** start Available data **

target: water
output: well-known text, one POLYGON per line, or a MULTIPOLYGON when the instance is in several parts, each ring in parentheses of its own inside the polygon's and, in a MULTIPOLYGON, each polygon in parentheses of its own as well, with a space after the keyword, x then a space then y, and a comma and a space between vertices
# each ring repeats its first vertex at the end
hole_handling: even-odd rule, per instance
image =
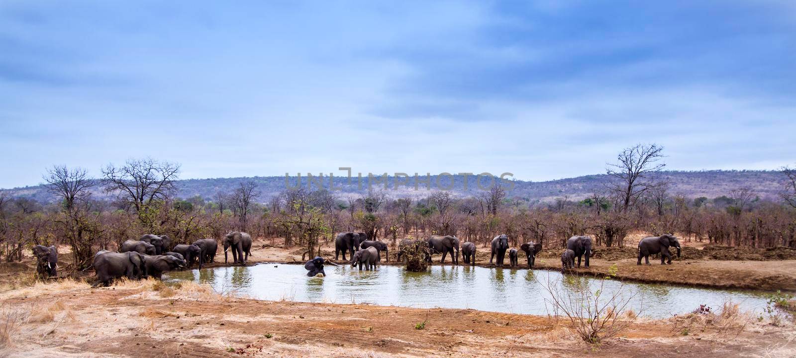
POLYGON ((173 271, 163 279, 208 283, 218 292, 261 300, 367 302, 540 315, 552 313, 552 295, 545 286, 556 296, 566 297, 587 286, 595 292, 601 282, 602 298, 617 293, 620 298, 630 300, 629 307, 635 312, 654 318, 685 313, 699 305, 719 309, 728 301, 740 304, 742 310, 761 311, 766 306, 765 298, 756 292, 622 283, 543 270, 434 266, 427 272, 407 272, 400 267, 381 266, 376 271, 360 271, 348 265, 327 265, 326 271, 326 278, 309 278, 302 265, 271 263, 173 271))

** end Available data **

[What the exercise asks]
Reproduce the items above word for word, leaving out the pictures.

[Correct output]
target: water
output: well-known text, one POLYGON per line, or a MULTIPOLYGON when the instance is in several parts, each ring in parentheses of its own inside the polygon's and, in a MULTIPOLYGON, each polygon in parentheses of its own as well, with a space after the keyword, x then a space then y, and a comma and a space between vertices
# each ring repeats its first vertex at the end
hole_handling: even-odd rule, per instance
image =
POLYGON ((173 271, 163 279, 208 283, 218 292, 261 300, 367 302, 540 315, 552 313, 552 295, 545 286, 556 296, 566 297, 587 286, 595 292, 601 282, 602 298, 617 293, 620 298, 630 300, 629 307, 635 312, 654 318, 685 313, 699 305, 719 309, 728 301, 740 304, 742 310, 761 311, 766 306, 765 298, 756 292, 622 283, 543 270, 434 266, 427 272, 407 272, 400 267, 381 266, 376 271, 360 271, 348 265, 327 265, 326 271, 326 278, 309 278, 302 265, 271 263, 173 271))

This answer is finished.